▶ _The task_: Only one stretch of the records below is wanted: the lines from the one holding "Target: leafy green tree" through the one holding "Target: shade tent". Return it exactly, both ends included.

▶ _Entries supplied_:
Start of Block
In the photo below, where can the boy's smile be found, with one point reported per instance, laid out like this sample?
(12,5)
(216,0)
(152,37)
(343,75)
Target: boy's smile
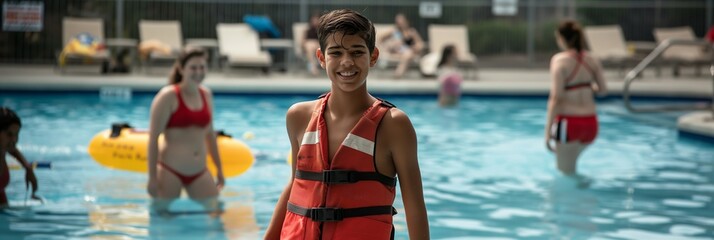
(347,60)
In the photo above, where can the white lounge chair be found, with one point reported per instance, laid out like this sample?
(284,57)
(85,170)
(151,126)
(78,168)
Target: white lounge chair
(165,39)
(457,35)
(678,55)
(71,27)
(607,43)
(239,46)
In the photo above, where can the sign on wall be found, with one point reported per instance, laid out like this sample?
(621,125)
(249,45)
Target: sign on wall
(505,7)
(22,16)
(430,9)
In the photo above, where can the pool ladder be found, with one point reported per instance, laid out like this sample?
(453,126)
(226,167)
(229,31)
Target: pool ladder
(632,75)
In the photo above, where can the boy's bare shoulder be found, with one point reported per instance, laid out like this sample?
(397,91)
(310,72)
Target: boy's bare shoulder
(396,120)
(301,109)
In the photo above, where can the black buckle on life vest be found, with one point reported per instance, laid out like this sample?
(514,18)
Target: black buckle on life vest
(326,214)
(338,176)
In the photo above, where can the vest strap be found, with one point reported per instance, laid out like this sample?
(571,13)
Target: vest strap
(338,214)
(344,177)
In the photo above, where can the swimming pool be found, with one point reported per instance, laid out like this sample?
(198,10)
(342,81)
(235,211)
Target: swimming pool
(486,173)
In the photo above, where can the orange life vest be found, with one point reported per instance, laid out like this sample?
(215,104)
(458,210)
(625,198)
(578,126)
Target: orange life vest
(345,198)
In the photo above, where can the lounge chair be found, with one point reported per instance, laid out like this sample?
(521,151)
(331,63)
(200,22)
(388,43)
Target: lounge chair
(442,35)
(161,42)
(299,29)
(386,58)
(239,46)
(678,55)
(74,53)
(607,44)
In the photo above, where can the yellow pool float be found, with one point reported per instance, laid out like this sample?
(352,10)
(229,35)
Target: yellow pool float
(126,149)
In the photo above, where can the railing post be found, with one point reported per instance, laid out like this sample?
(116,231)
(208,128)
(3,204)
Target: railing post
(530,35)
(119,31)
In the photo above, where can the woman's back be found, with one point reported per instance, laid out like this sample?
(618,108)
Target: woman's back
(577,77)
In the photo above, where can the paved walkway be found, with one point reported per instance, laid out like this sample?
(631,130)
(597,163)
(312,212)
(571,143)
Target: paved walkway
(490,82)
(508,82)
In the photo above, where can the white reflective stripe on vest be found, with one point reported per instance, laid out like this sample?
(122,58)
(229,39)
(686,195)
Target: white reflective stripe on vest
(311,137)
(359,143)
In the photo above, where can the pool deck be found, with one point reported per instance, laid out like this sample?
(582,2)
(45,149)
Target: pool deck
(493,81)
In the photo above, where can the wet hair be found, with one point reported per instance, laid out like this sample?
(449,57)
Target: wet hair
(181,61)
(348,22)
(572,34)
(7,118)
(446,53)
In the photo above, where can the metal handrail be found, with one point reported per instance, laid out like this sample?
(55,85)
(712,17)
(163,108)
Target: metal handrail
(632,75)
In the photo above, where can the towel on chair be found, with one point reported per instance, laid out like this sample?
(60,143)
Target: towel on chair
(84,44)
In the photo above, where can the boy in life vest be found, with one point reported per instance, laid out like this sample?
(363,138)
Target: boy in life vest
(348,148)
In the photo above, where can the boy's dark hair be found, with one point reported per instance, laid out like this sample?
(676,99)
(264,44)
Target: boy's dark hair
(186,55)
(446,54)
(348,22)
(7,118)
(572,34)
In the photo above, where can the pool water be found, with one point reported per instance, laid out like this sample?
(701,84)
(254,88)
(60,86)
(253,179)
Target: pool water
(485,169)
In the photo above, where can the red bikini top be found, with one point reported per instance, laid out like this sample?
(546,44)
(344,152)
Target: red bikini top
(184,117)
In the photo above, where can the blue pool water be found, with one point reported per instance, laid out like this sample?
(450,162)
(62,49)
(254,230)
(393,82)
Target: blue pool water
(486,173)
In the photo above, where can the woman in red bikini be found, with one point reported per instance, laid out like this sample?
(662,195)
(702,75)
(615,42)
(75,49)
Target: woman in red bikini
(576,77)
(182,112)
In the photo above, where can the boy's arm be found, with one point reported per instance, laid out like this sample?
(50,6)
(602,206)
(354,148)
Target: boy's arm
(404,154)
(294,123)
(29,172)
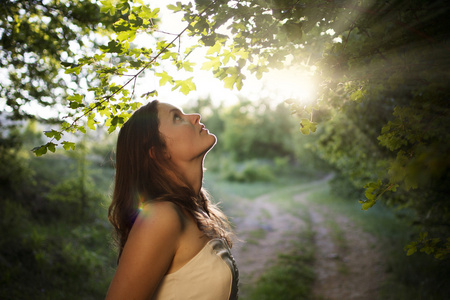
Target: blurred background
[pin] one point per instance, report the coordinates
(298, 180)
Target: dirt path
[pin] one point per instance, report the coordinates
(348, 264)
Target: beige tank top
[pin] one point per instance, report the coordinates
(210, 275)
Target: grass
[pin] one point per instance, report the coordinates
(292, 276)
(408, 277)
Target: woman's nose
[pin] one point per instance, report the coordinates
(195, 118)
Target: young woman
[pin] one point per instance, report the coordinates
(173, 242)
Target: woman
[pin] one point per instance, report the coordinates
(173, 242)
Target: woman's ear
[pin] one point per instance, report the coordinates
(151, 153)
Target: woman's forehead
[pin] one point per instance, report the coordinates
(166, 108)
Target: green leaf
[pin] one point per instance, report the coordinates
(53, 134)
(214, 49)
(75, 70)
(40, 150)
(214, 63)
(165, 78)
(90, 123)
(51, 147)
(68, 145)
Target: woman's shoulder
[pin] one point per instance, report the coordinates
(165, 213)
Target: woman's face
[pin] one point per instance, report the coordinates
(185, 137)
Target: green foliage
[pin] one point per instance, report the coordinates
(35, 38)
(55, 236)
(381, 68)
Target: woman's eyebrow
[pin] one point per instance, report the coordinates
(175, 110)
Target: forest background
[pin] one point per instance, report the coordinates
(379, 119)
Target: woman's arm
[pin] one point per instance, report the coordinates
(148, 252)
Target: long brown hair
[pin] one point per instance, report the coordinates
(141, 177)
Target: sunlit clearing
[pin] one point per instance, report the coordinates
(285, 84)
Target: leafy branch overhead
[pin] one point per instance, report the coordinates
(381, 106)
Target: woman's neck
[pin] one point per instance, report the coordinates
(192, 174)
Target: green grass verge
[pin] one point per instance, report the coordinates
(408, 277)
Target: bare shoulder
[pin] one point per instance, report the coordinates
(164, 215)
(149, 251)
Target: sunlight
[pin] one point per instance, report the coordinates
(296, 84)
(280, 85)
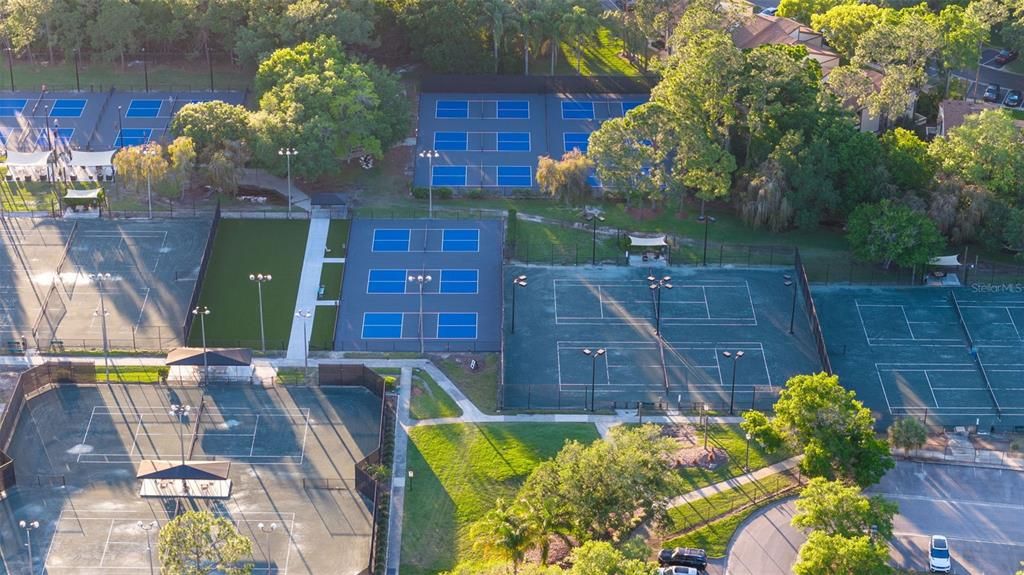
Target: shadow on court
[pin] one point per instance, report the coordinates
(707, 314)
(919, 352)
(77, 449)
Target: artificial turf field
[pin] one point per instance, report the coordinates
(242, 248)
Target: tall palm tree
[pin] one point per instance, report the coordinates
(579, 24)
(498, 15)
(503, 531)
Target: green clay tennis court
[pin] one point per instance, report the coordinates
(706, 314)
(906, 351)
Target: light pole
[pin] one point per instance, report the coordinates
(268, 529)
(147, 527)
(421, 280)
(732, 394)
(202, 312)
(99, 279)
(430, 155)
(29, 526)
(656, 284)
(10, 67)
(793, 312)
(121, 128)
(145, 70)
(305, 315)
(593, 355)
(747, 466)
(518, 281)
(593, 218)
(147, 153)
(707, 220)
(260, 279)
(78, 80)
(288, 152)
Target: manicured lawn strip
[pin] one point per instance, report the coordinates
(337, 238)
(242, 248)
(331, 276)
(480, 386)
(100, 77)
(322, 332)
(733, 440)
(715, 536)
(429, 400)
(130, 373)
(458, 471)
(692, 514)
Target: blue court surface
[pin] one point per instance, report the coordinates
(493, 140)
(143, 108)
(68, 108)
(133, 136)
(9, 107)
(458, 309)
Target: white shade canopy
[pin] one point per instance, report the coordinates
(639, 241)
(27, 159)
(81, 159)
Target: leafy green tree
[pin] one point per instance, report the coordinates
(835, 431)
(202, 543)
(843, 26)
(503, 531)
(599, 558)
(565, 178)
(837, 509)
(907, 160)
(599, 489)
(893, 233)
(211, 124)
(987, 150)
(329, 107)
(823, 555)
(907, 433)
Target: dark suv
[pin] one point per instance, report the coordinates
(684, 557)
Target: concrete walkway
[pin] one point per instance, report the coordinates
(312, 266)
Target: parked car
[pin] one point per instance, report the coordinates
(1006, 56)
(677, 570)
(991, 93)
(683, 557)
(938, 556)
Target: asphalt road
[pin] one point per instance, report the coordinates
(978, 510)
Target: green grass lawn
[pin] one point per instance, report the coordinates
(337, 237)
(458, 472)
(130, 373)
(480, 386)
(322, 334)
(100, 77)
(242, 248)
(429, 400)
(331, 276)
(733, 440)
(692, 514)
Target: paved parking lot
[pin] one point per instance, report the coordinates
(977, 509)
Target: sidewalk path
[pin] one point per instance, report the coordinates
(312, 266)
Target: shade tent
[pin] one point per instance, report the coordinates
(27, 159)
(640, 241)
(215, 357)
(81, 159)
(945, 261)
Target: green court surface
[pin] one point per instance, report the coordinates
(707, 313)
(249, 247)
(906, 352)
End of Block
Start of Block
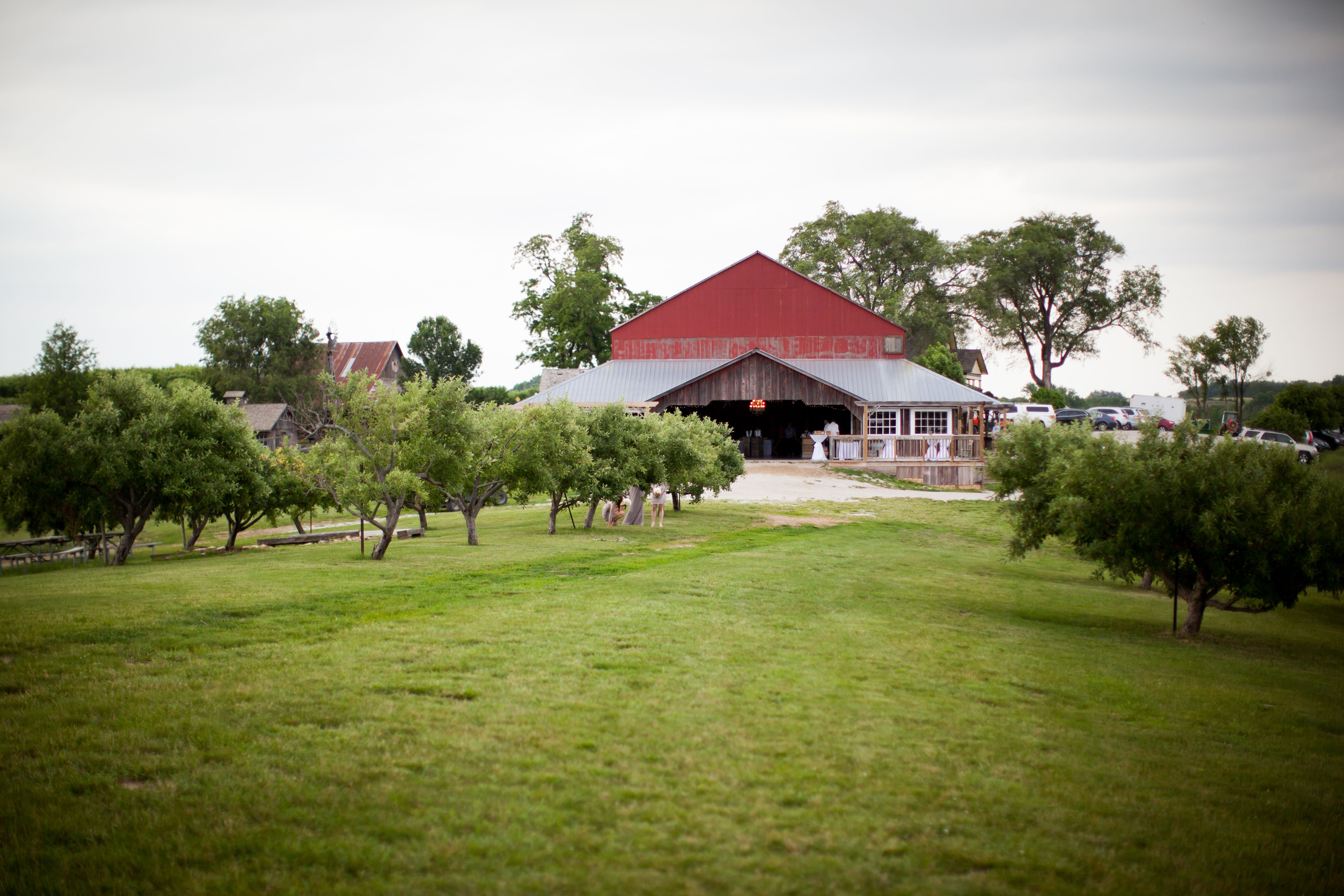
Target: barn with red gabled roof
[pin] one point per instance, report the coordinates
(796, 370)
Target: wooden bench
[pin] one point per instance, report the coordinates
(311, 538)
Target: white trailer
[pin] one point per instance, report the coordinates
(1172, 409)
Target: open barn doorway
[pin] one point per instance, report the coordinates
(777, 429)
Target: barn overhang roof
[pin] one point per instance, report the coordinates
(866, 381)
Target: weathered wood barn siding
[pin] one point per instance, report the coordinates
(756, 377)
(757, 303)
End of Block
Start of Block
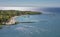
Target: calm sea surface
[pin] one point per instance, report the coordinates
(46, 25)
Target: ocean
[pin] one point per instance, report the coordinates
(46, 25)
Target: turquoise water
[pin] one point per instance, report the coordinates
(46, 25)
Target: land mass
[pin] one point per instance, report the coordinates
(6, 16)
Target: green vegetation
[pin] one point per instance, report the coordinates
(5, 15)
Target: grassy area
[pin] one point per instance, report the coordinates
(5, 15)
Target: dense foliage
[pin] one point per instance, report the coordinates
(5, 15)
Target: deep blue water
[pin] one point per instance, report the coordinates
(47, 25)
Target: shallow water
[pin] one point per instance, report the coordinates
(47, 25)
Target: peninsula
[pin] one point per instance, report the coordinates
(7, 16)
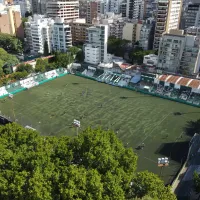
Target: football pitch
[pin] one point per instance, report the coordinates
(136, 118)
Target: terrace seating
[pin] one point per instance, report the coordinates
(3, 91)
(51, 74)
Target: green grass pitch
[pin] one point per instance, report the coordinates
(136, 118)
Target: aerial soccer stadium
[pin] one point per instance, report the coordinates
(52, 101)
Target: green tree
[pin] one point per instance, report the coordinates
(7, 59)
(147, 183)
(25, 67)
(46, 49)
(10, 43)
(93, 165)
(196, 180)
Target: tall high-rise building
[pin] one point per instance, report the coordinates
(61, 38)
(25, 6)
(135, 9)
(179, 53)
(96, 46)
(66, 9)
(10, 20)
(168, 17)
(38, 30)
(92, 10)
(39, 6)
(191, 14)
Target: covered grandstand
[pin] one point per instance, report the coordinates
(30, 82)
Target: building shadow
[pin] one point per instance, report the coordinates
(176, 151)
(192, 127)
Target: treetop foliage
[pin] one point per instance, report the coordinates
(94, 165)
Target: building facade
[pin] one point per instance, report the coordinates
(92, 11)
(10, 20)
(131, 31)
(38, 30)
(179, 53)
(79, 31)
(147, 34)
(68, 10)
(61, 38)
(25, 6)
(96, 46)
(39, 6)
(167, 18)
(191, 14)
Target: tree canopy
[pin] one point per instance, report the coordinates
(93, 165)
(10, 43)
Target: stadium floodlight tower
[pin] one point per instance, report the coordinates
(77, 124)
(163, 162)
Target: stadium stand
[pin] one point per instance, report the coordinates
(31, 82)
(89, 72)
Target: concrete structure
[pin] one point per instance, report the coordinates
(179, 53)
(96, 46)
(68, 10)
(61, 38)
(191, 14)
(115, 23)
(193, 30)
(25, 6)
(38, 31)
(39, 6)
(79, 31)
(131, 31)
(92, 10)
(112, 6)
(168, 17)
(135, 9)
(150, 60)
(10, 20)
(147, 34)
End of Block
▶ _Output of the exercise_:
Target: leafy green tree
[pin] one point per instance, report the coordinates
(835, 431)
(202, 543)
(843, 26)
(503, 531)
(599, 558)
(565, 178)
(837, 509)
(907, 160)
(599, 489)
(893, 233)
(211, 124)
(987, 150)
(329, 107)
(823, 555)
(907, 433)
Target: dark suv
[pin] one point per instance, report the coordinates
(684, 557)
Target: concrete walkway
[pin] one point per instance, report the coordinates
(312, 266)
Target: parked car
[pin] one point per instance, report the coordinates
(1006, 56)
(677, 570)
(991, 93)
(683, 557)
(938, 556)
Target: asphalt road
[pin] one point per instance, report the coordinates
(978, 510)
Target: green grass lawn
[pin] one point per instance, report the coordinates
(337, 237)
(458, 472)
(130, 373)
(480, 386)
(322, 334)
(100, 77)
(242, 248)
(429, 400)
(331, 276)
(733, 440)
(692, 514)
Target: paved parking lot
[pin] one point per instance, report the coordinates
(977, 509)
Target: sidewalk path
[pin] one point per instance, report the coordinates
(312, 266)
Target: shade tent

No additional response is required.